--- Start ---
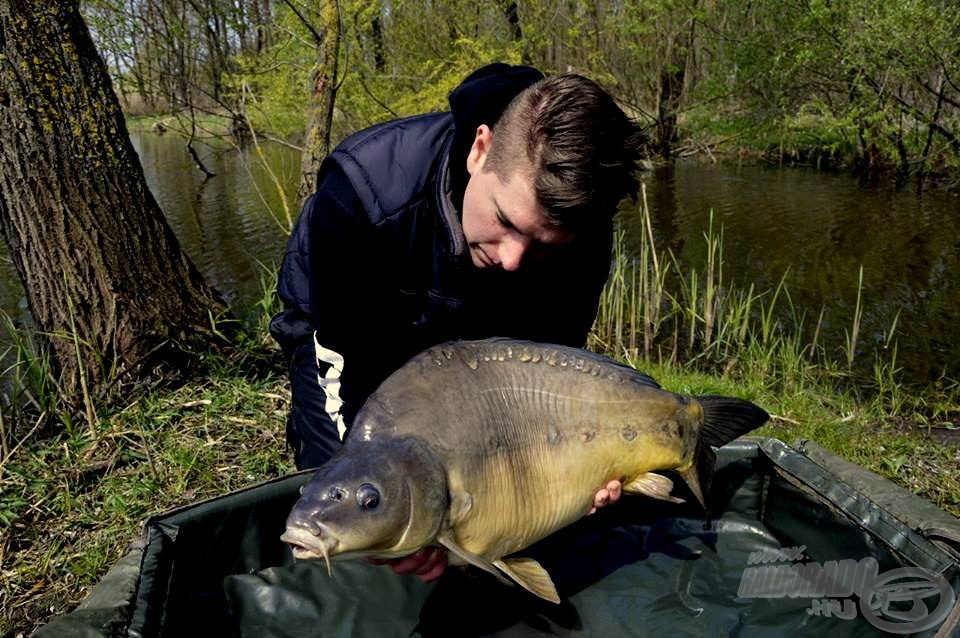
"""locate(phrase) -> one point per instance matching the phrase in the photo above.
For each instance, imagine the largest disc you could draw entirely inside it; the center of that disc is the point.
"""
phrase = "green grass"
(73, 498)
(70, 505)
(699, 333)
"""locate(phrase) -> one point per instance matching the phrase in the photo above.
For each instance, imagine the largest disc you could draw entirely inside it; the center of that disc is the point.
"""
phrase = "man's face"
(502, 221)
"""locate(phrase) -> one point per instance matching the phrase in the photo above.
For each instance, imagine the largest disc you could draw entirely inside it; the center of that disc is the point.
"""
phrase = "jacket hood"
(480, 99)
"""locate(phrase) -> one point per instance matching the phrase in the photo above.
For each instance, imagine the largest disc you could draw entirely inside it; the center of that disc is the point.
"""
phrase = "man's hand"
(610, 493)
(427, 564)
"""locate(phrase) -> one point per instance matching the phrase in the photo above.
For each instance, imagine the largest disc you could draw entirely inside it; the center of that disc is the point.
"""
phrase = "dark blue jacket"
(377, 265)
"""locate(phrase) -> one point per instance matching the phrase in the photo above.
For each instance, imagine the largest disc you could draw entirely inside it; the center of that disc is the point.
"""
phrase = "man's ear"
(478, 152)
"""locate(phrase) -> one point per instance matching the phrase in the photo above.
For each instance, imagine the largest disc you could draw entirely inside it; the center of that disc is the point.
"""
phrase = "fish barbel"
(486, 447)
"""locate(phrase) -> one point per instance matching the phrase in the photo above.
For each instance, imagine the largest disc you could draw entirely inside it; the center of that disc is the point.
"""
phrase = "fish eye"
(368, 496)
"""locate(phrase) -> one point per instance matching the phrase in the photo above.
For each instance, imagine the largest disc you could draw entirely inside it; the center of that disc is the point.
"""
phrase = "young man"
(494, 219)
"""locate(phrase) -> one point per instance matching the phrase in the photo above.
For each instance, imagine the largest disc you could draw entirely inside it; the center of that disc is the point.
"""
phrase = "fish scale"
(486, 447)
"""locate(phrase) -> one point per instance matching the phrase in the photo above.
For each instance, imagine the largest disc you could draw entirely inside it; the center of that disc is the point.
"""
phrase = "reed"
(703, 318)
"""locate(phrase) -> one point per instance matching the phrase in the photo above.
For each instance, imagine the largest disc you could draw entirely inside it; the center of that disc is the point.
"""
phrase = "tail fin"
(724, 419)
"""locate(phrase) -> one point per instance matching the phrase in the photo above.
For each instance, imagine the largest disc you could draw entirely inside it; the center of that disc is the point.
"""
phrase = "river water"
--- End ---
WHAT YOU HAVE TO DO: Gather each line from the entries above that contains the word "fish" and copy those lines in full. Matches are case-sensitive.

ANSWER TO THIS TASK:
phrase = "fish barbel"
phrase = "fish eye"
phrase = "fish scale"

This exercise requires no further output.